Scale the data from its start through the line with "[(558, 185), (358, 251), (358, 181)]", both included. Copy every line, requests too, but multiply each coordinate in the answers by 1.95 and round to whole numbers with halves going up; keep the numbers in the requests and their format samples unchanged.

------------

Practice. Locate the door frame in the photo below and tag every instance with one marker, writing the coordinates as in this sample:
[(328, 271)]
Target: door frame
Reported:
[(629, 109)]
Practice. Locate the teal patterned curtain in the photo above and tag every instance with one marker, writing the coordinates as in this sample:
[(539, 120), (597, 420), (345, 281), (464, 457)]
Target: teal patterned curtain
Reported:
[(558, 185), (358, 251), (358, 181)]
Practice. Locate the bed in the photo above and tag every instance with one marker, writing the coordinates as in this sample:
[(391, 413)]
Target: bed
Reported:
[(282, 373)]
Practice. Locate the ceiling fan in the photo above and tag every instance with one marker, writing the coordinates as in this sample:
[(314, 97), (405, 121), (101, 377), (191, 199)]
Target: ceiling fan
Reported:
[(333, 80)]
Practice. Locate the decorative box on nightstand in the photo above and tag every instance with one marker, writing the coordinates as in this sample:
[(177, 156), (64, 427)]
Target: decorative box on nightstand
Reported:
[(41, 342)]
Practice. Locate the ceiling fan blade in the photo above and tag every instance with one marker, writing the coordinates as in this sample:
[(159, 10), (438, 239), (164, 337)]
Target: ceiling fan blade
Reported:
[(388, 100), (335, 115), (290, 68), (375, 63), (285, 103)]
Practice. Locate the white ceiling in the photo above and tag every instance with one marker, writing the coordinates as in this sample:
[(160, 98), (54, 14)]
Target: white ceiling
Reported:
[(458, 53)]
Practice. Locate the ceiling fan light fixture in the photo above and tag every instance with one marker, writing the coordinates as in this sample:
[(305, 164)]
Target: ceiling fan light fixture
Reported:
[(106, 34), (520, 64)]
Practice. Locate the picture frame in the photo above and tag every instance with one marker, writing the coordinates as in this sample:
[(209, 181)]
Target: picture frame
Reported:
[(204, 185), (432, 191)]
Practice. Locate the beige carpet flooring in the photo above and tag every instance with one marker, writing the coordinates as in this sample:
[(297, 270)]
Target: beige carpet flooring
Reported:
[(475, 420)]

------------

Answer in full>
Practice. Locate the door frame in the photo below and tag every instance with one marker, writing the coordinates as in this sample:
[(328, 271)]
Target: door frame
Reported:
[(1227, 213)]
Practice. Locate the teal patterned curtain in the photo above and tag every instance with one marker, writing the coordinates as in this sample:
[(539, 120), (597, 420), (345, 281), (464, 457)]
Target: teal patterned curtain
Reported:
[(1088, 361), (698, 489), (698, 353)]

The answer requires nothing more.